--- start of DOCUMENT ---
Thank you for that, Rachel

Even though the tone of your comment does not suggest that you want to carry on a dialogue about this, I thought I would reply in any case - since dialogue is what this forum is supposed to be about.

Thing is,  I was sort of looking for an explanation of why the rule was adopted that waters were to be renumbered from N to C terminus. If this is not functioning to put the waters in register across a set of related structures then it seems somewhat arbitrary. And other schemes might be suggested to be better for the "usability and interpretation of the structural data". 

In some cases there are only a few waters but in many structures the wwPDB partners renumber hundreds. And this process makes it difficult for authors to check the final deposited structure against the output of their refinement. 

I have to say that I agree with other contributors to this thread. It would be much better to let the refinement program authors agree on a default water numbering scheme. And then maintain that through deposition.
--- end of DOCUMENT ---
* _PROBLEMS AND TASKS_:
1. Answer these questions from the forum post:
(a) The rule renumbers waters from which terminus to which?
(b) Who renumbers hundreds of waters in many structures?
(c) According to the writer, who should agree on a default water numbering scheme?
2. Extract the passage of the forum post from "In some cases" up to and including "of their refinement.".
The records are separate material, unrelated to the forum post.
--- start of INFORMATION GIVEN ---
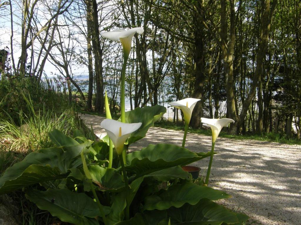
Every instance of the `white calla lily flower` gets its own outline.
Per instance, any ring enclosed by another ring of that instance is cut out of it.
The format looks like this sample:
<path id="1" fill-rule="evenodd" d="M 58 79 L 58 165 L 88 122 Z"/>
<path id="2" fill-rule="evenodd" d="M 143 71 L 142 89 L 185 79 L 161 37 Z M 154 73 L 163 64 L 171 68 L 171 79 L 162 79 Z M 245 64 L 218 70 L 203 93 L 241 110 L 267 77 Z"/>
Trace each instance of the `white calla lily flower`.
<path id="1" fill-rule="evenodd" d="M 131 134 L 141 126 L 142 123 L 125 123 L 110 119 L 101 122 L 100 125 L 106 130 L 112 140 L 119 155 L 122 153 L 123 145 Z"/>
<path id="2" fill-rule="evenodd" d="M 131 50 L 133 37 L 136 32 L 141 34 L 144 31 L 142 27 L 135 27 L 127 30 L 117 29 L 112 31 L 103 32 L 100 35 L 114 41 L 121 42 L 125 54 L 128 55 Z"/>
<path id="3" fill-rule="evenodd" d="M 211 128 L 212 130 L 212 142 L 215 142 L 222 129 L 224 127 L 228 127 L 230 123 L 234 123 L 234 121 L 227 118 L 208 119 L 202 118 L 201 118 L 201 122 L 208 124 Z"/>
<path id="4" fill-rule="evenodd" d="M 181 110 L 184 114 L 185 123 L 189 123 L 193 109 L 197 103 L 200 100 L 200 99 L 198 98 L 187 98 L 176 102 L 170 102 L 169 104 L 172 106 Z"/>

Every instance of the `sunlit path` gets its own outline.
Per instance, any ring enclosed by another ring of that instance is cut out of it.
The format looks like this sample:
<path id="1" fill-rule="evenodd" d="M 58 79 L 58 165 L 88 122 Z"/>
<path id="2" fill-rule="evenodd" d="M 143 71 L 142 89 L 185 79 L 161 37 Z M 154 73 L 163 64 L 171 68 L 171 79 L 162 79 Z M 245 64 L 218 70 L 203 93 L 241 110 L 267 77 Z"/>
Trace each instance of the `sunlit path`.
<path id="1" fill-rule="evenodd" d="M 103 118 L 81 116 L 97 135 L 104 134 L 100 126 Z M 183 133 L 152 128 L 130 149 L 158 142 L 181 146 Z M 210 137 L 187 135 L 186 147 L 192 151 L 209 151 L 211 146 Z M 214 158 L 209 184 L 233 196 L 223 204 L 264 225 L 301 224 L 301 146 L 219 138 L 215 151 L 219 154 Z M 194 164 L 202 168 L 203 176 L 209 160 Z"/>

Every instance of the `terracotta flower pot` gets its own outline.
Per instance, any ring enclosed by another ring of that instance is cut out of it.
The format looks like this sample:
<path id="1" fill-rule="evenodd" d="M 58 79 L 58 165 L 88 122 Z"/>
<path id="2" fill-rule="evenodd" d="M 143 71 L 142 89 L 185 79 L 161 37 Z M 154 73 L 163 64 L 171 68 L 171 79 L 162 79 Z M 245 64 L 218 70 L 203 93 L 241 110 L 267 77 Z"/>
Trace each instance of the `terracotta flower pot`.
<path id="1" fill-rule="evenodd" d="M 195 179 L 197 179 L 200 175 L 200 171 L 201 168 L 197 166 L 182 166 L 182 169 L 184 171 L 188 172 L 192 176 L 192 178 Z"/>

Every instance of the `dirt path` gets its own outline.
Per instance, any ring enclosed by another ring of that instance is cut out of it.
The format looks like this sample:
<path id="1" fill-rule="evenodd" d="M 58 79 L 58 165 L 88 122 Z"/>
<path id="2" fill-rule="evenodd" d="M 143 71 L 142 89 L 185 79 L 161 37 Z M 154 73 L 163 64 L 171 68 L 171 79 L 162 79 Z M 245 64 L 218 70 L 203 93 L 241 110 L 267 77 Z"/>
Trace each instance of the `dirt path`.
<path id="1" fill-rule="evenodd" d="M 82 115 L 98 136 L 104 118 Z M 132 150 L 161 142 L 181 146 L 183 132 L 152 128 L 146 137 L 133 144 Z M 210 137 L 188 133 L 185 147 L 194 152 L 211 149 Z M 268 142 L 219 138 L 218 154 L 214 158 L 209 186 L 232 197 L 223 201 L 226 206 L 244 212 L 263 225 L 301 225 L 301 146 Z M 194 164 L 206 176 L 209 158 Z"/>

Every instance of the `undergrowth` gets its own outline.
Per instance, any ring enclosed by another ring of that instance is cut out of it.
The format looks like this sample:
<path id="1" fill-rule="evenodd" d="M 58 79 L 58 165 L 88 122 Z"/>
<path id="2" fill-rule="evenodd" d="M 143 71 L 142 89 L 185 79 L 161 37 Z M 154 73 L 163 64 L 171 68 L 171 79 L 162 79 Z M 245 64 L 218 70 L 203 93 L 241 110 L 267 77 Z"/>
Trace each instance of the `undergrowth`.
<path id="1" fill-rule="evenodd" d="M 183 130 L 184 128 L 184 126 L 182 123 L 179 123 L 178 124 L 175 124 L 172 121 L 167 121 L 165 120 L 157 122 L 155 124 L 155 126 L 175 130 Z M 211 129 L 209 128 L 207 129 L 204 128 L 202 129 L 194 129 L 191 127 L 189 127 L 188 131 L 191 133 L 203 134 L 207 136 L 211 136 L 212 134 Z M 278 142 L 289 145 L 301 145 L 301 140 L 289 137 L 285 134 L 280 133 L 270 132 L 263 134 L 261 135 L 251 134 L 247 134 L 243 135 L 242 134 L 234 135 L 222 131 L 220 133 L 219 136 L 238 140 L 249 139 L 258 141 Z"/>

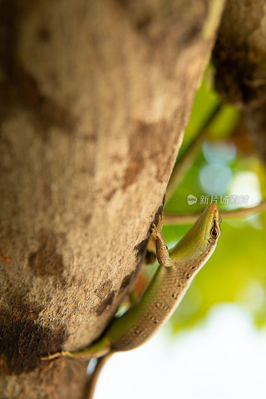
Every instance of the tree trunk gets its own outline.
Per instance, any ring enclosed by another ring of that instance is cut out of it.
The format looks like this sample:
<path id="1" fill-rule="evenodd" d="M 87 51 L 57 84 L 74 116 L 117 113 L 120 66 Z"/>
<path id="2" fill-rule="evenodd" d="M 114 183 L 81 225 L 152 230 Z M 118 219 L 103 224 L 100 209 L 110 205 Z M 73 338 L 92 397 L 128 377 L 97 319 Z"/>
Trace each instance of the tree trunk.
<path id="1" fill-rule="evenodd" d="M 0 392 L 84 395 L 139 270 L 221 0 L 3 0 Z"/>

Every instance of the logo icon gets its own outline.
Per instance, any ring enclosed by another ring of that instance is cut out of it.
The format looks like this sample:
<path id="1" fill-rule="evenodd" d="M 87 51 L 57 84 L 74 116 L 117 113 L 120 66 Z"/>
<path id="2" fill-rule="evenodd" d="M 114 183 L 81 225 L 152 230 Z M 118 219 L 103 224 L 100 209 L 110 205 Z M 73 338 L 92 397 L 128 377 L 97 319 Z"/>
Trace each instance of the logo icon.
<path id="1" fill-rule="evenodd" d="M 194 203 L 196 203 L 197 201 L 198 200 L 198 199 L 195 196 L 193 196 L 192 194 L 190 194 L 188 196 L 188 203 L 189 205 L 193 205 Z"/>

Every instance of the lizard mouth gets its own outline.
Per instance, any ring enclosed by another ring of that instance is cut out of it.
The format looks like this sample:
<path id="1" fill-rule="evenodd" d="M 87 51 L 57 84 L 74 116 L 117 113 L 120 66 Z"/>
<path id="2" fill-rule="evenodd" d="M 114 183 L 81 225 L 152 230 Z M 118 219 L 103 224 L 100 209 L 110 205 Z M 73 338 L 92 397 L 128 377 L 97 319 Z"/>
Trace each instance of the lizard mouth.
<path id="1" fill-rule="evenodd" d="M 205 238 L 210 238 L 217 240 L 221 233 L 220 217 L 218 205 L 216 203 L 210 203 L 207 209 L 209 217 L 205 229 Z"/>

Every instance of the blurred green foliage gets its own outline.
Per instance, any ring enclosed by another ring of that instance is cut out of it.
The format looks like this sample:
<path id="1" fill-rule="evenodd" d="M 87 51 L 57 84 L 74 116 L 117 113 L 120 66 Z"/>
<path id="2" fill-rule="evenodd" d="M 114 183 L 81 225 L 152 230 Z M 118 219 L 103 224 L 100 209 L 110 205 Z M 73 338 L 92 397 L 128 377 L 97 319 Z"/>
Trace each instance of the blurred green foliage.
<path id="1" fill-rule="evenodd" d="M 180 154 L 205 126 L 213 110 L 220 102 L 213 88 L 213 68 L 210 66 L 196 96 Z M 200 203 L 201 196 L 209 195 L 210 203 L 212 195 L 217 195 L 218 198 L 221 195 L 230 195 L 238 187 L 239 191 L 243 188 L 243 194 L 248 192 L 251 195 L 250 198 L 253 203 L 249 203 L 249 206 L 254 204 L 256 199 L 259 202 L 262 198 L 266 198 L 265 166 L 251 144 L 248 143 L 246 145 L 248 151 L 243 151 L 243 141 L 248 140 L 244 134 L 242 135 L 241 132 L 238 141 L 237 137 L 232 139 L 236 129 L 240 128 L 240 121 L 241 115 L 237 110 L 230 105 L 223 106 L 212 124 L 209 144 L 204 144 L 203 150 L 182 183 L 167 202 L 166 211 L 190 213 L 203 210 L 207 205 Z M 213 186 L 211 175 L 209 178 L 207 173 L 207 177 L 204 177 L 205 172 L 209 173 L 210 170 L 215 173 Z M 223 173 L 226 175 L 225 180 Z M 207 186 L 210 181 L 207 190 L 203 184 L 204 179 Z M 218 186 L 216 186 L 217 183 Z M 217 190 L 220 192 L 219 195 Z M 188 204 L 189 194 L 197 197 L 196 204 Z M 218 203 L 221 209 L 234 207 L 230 204 L 221 204 L 219 200 Z M 266 226 L 265 211 L 242 219 L 223 221 L 222 233 L 214 253 L 195 277 L 171 318 L 174 332 L 202 321 L 212 306 L 224 302 L 245 307 L 257 326 L 266 324 Z M 172 247 L 190 227 L 190 225 L 165 225 L 163 232 L 169 246 Z"/>

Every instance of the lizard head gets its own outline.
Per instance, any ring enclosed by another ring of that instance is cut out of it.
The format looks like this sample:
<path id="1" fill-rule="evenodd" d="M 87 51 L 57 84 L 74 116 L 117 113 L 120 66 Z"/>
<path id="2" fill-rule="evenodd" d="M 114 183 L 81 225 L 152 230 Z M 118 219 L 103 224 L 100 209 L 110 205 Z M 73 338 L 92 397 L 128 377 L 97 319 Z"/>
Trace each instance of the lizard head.
<path id="1" fill-rule="evenodd" d="M 209 259 L 221 234 L 221 218 L 218 206 L 211 203 L 171 252 L 182 261 Z M 183 259 L 184 258 L 184 259 Z"/>

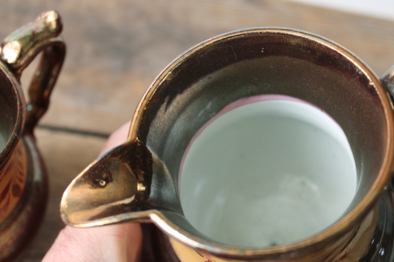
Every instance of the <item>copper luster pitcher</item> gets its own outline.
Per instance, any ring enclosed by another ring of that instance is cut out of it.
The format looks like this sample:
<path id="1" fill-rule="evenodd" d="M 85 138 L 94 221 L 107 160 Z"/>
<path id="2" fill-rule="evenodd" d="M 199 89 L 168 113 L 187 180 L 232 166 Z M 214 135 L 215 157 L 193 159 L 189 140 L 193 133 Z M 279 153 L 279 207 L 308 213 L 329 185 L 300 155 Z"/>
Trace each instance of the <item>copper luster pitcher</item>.
<path id="1" fill-rule="evenodd" d="M 63 195 L 62 217 L 78 227 L 152 222 L 160 230 L 154 240 L 163 261 L 389 261 L 394 91 L 394 67 L 379 79 L 344 47 L 307 32 L 255 28 L 208 39 L 153 82 L 127 141 L 74 179 Z M 299 240 L 261 247 L 212 240 L 183 213 L 178 175 L 184 153 L 227 106 L 272 94 L 313 104 L 340 126 L 355 160 L 354 198 L 335 223 Z"/>
<path id="2" fill-rule="evenodd" d="M 13 261 L 42 220 L 48 195 L 46 172 L 33 131 L 48 108 L 66 54 L 63 25 L 53 11 L 15 30 L 0 46 L 0 261 Z M 21 75 L 42 53 L 27 104 Z"/>

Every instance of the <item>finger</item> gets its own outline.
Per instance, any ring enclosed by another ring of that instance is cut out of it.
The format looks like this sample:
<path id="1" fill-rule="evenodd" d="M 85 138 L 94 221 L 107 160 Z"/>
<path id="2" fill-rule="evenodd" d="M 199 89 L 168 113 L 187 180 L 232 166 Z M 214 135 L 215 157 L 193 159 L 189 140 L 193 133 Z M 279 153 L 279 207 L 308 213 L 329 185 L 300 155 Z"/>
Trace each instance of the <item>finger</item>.
<path id="1" fill-rule="evenodd" d="M 126 142 L 130 121 L 110 136 L 100 154 Z M 142 234 L 138 224 L 81 229 L 66 226 L 43 262 L 75 261 L 137 262 Z"/>
<path id="2" fill-rule="evenodd" d="M 67 226 L 42 262 L 137 262 L 142 237 L 138 224 L 87 229 Z"/>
--- end of INFORMATION GIVEN ---
* _COMPLETE ANSWERS_:
1.
(a) From the N terminus to the C terminus.
(b) The wwPDB partners.
(c) The refinement program authors.

2.
In some cases there are only a few waters but in many structures the wwPDB partners renumber hundreds. And this process makes it difficult for authors to check the final deposited structure against the output of their refinement.